## Begin Selected extract

Typical AS 4254.1 low-pressure gauges for telecommunications HVAC: up to 300 mm wide, 0.5 to 0.6 mm galvanised; 300 to 600 mm wide, 0.6 to 0.7 mm; 600 to 1,200 mm wide, 0.8 to 1.0 mm; 1,200 to 1,500 mm wide, 1.0 to 1.2 mm; above 1,500 mm wide, 1.2 mm with reinforced cross-bracing at 1.2-metre intervals.

Typical AS 4254.2 high-pressure gauges for the larger carrier hotel and hyperscale trunk segments: up to 600 mm wide, 0.8 mm galvanised; 600 to 1,200 mm wide, 1.0 mm; 1,200 to 2,000 mm wide, 1.2 mm; above 2,000 mm wide, 1.5 mm with reinforced cross-bracing at 0.9-metre intervals.

Seam construction is Pittsburgh lock or button-punch snaplock on the SBAL-V auto duct line for the longitudinal seam, with TDF flange or angle flange on the transverse joints. For 304 stainless plenum duct on the SB-ZF1500 stitchwelder, the longitudinal seam is a continuous stitch weld at 25 to 50 mm pitch, with welded transverse joints or bolted flanges depending on the room cleanliness specification. The seam construction reference is at Pittsburgh lock versus snaplock and the flange comparison is at TDF versus angle flange.

## End Selected extract
## Begin Data

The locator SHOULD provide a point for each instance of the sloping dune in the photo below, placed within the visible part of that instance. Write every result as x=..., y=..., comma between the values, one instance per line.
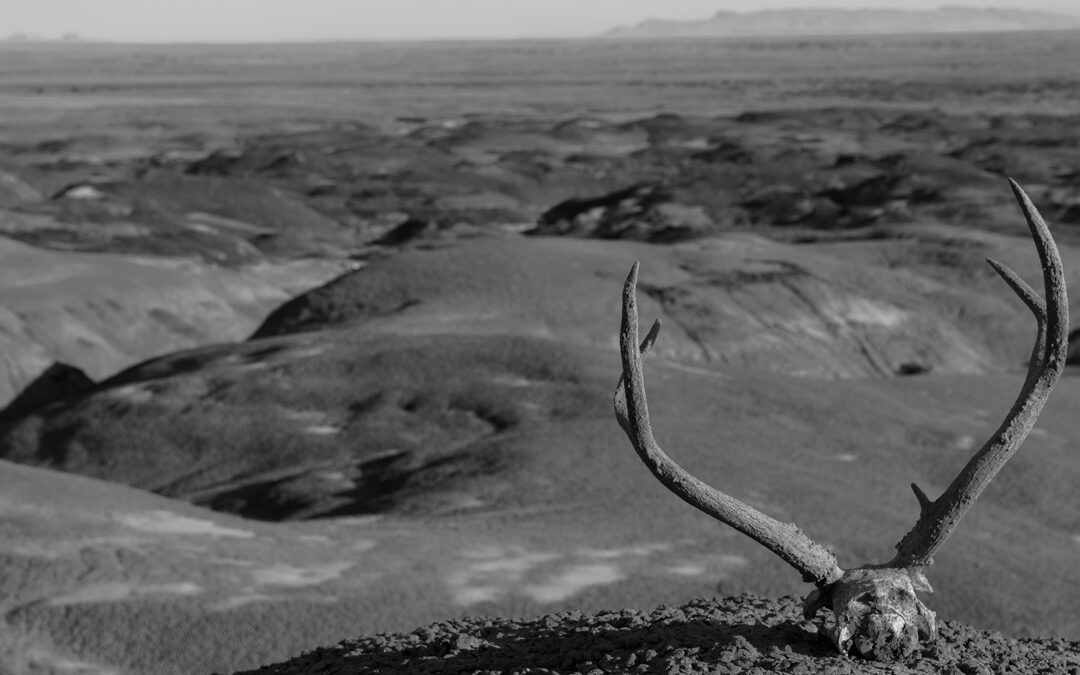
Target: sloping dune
x=103, y=311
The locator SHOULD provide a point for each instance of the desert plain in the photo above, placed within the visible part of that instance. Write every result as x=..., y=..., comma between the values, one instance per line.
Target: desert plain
x=304, y=342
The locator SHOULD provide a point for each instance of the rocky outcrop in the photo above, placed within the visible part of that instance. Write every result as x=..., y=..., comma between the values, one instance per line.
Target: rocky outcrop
x=744, y=634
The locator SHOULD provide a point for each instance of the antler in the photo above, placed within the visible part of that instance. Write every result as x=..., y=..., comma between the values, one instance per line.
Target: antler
x=817, y=564
x=876, y=611
x=939, y=517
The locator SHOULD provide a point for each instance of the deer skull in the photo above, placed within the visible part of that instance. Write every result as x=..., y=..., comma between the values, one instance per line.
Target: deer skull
x=876, y=612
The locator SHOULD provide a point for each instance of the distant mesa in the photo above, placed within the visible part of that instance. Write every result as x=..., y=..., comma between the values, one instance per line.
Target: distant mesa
x=26, y=37
x=825, y=22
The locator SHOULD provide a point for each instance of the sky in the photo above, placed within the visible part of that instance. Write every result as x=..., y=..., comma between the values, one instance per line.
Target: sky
x=246, y=21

## End Data

Write out the duct gauge text above, starting with "Typical AS 4254.1" and going on through "at 1.2-metre intervals.", and swap "galvanised" for "zinc-coated" each time it occurs.

**Output for this task**.
Typical AS 4254.1 low-pressure gauges for telecommunications HVAC: up to 300 mm wide, 0.5 to 0.6 mm zinc-coated; 300 to 600 mm wide, 0.6 to 0.7 mm; 600 to 1,200 mm wide, 0.8 to 1.0 mm; 1,200 to 1,500 mm wide, 1.0 to 1.2 mm; above 1,500 mm wide, 1.2 mm with reinforced cross-bracing at 1.2-metre intervals.